-- START OF DATASET RECORDS --

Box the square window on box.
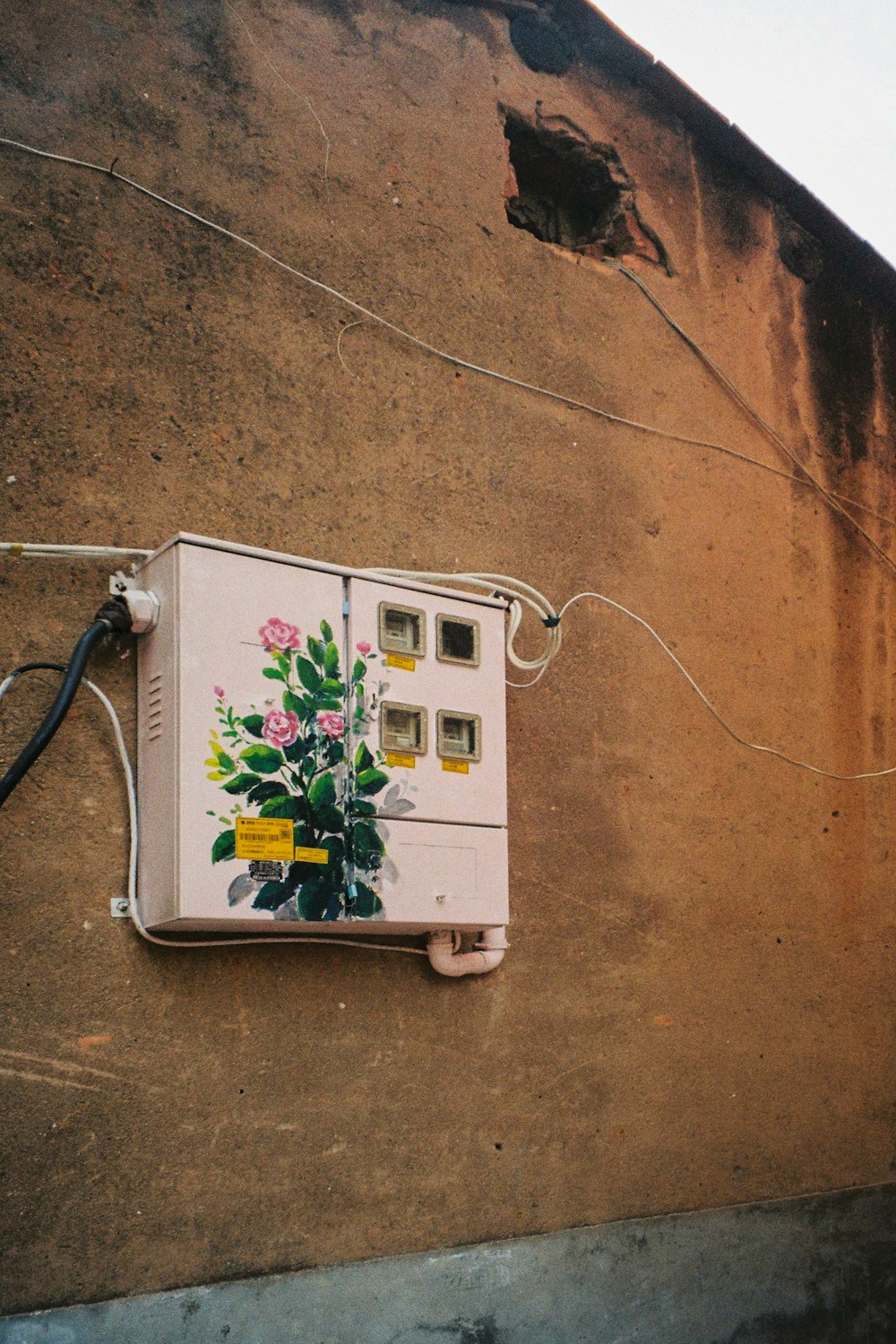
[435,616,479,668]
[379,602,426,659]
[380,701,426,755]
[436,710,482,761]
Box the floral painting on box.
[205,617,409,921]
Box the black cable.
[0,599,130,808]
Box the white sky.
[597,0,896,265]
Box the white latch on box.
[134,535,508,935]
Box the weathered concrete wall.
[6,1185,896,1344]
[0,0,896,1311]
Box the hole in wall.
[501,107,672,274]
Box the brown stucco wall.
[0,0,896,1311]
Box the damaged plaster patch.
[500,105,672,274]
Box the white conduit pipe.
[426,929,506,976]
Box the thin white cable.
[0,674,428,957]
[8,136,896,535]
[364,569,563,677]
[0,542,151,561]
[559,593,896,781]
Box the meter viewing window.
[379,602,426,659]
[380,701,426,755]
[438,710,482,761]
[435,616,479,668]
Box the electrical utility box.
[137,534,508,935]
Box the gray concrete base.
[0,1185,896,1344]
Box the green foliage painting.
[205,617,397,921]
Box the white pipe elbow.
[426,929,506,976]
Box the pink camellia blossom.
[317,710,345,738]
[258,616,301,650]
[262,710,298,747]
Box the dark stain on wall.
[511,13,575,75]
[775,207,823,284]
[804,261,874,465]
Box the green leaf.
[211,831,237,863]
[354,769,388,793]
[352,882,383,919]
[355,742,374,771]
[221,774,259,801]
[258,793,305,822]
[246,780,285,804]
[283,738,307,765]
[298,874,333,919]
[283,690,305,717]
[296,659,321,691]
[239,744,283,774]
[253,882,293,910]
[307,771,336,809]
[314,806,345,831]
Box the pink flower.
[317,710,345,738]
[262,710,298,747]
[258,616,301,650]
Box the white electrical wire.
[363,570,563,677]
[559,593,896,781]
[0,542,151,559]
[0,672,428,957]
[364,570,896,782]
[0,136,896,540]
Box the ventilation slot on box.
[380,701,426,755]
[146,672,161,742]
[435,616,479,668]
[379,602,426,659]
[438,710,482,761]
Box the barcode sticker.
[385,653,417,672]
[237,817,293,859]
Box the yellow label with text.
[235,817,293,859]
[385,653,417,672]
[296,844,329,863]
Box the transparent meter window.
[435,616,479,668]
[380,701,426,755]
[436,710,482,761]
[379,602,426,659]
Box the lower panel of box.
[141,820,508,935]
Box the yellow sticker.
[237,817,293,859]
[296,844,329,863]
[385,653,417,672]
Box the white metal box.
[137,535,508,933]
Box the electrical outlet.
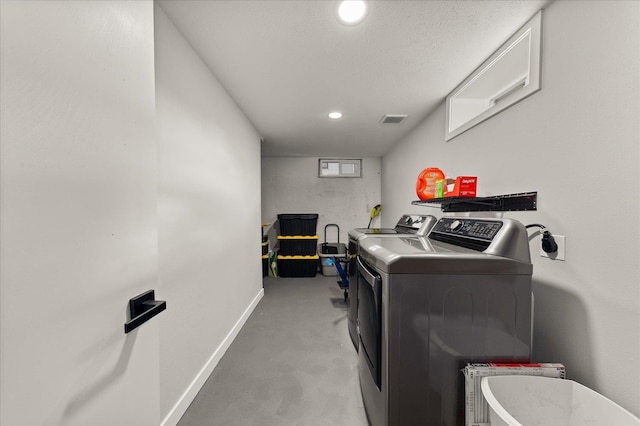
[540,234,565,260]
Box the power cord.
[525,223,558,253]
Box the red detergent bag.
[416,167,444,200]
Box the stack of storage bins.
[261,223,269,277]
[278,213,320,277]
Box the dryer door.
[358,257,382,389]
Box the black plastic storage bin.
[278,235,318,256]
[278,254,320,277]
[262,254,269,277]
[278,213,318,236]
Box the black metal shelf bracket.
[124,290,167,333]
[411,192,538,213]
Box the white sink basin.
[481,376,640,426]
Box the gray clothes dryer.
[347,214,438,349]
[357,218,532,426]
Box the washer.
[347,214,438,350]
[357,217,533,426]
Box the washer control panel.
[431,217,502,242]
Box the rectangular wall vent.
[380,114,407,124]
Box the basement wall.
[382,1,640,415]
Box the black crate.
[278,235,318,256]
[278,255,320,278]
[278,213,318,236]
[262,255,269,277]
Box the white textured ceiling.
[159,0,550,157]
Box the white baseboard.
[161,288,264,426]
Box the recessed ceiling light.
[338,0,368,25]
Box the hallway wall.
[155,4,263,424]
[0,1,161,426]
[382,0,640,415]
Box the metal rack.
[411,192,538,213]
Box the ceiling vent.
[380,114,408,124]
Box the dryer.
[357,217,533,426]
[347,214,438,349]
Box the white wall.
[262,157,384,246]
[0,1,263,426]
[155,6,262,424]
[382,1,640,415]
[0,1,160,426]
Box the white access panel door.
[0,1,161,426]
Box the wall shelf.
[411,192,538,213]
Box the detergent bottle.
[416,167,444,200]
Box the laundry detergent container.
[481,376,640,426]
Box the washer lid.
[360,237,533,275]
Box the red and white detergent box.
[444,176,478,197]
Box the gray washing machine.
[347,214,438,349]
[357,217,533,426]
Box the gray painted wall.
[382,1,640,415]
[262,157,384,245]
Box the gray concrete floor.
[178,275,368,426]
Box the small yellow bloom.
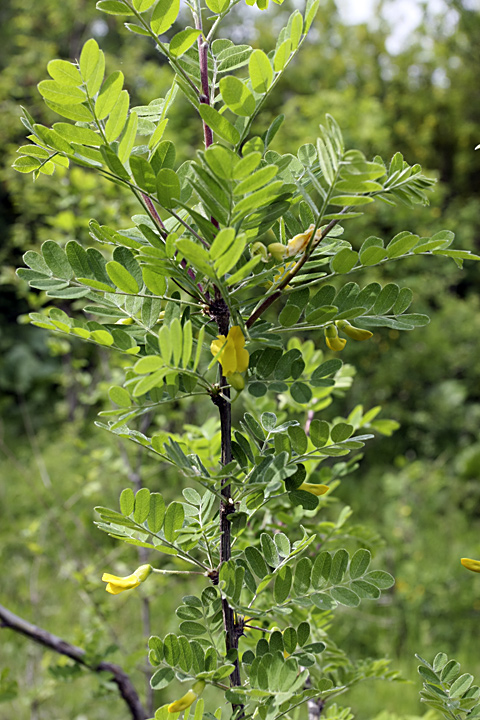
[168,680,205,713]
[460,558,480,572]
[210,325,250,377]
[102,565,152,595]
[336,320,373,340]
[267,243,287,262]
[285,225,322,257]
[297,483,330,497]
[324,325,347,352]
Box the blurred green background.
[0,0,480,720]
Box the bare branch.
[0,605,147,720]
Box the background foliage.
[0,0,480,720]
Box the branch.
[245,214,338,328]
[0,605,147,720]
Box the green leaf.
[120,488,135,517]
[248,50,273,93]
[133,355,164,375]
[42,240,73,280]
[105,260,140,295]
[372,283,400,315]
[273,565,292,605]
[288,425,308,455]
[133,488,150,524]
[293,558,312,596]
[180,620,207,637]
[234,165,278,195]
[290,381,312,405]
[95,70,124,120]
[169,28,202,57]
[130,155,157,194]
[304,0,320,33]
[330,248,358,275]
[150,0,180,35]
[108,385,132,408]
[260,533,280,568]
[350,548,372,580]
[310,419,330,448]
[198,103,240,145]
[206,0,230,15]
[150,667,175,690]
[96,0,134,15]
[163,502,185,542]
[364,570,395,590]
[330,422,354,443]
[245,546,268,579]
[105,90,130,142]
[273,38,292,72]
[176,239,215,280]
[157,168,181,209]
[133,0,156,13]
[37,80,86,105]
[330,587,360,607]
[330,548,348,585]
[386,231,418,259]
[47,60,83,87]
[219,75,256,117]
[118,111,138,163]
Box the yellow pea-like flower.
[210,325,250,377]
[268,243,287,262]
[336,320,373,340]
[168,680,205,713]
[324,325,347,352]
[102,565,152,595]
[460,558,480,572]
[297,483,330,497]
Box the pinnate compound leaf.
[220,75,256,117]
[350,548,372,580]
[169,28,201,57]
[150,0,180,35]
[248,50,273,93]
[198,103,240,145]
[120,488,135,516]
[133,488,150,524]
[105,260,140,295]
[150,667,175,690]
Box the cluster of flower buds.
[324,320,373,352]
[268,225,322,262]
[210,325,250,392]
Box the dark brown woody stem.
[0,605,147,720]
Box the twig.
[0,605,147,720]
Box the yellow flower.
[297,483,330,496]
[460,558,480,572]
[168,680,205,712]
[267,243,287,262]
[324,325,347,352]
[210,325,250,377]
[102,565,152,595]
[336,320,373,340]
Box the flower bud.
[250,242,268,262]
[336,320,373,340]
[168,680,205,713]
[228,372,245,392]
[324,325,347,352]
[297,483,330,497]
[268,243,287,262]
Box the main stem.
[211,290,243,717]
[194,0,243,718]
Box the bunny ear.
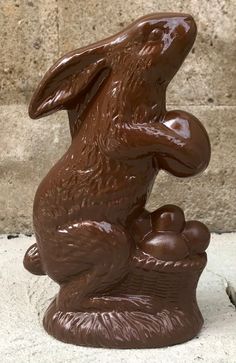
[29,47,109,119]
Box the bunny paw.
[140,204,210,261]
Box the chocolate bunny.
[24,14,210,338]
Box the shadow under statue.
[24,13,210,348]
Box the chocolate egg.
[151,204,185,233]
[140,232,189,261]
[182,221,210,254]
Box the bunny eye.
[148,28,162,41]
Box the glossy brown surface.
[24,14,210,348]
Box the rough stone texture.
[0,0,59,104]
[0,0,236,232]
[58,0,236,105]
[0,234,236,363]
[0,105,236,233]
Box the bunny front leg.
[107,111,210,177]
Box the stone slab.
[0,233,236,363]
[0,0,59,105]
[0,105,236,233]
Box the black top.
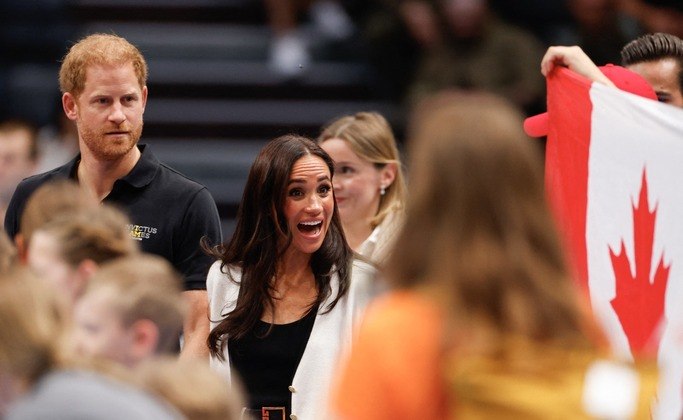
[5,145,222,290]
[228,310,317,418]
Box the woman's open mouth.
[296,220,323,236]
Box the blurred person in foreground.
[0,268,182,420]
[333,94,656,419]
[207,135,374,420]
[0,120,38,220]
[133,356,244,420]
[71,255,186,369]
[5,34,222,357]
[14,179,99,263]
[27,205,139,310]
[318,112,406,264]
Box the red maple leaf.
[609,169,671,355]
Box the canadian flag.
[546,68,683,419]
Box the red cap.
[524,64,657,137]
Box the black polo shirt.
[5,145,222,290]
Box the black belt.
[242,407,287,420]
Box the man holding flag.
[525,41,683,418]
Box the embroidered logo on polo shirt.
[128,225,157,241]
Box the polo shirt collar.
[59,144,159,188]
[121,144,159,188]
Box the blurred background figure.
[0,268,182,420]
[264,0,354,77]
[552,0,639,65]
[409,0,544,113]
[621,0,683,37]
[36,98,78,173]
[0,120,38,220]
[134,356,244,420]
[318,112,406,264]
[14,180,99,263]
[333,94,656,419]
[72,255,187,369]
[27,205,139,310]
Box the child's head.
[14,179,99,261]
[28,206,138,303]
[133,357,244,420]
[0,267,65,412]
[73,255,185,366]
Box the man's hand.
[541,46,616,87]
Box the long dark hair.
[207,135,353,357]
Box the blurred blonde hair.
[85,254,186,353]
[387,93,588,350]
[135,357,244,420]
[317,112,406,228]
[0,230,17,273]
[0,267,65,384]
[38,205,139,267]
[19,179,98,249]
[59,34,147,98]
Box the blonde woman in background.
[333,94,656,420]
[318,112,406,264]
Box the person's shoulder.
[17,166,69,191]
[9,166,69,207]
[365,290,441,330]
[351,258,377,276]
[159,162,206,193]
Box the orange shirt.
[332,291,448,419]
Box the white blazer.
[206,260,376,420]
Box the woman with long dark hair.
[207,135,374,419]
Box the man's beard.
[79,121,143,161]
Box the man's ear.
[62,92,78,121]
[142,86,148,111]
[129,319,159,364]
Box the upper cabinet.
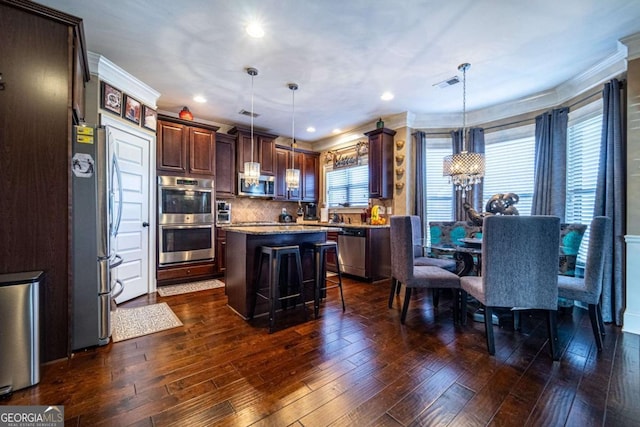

-- END OF DATASET RECORDS --

▸ EXERCISE TASK
Copy the rows above without changes, from the line containing "Box the hallway wall." through the line containing "[0,1,160,426]", including both of those lines.

▸ CORRECT OUTPUT
Box the hallway wall.
[155,4,263,424]
[0,1,161,426]
[382,0,640,415]
Box the metal rack.
[411,192,538,213]
Box the ceiling vent.
[380,114,408,124]
Box the dryer.
[357,217,533,426]
[347,214,438,349]
Box the white wall.
[262,157,384,246]
[0,1,263,426]
[155,6,262,424]
[382,1,640,415]
[0,1,160,426]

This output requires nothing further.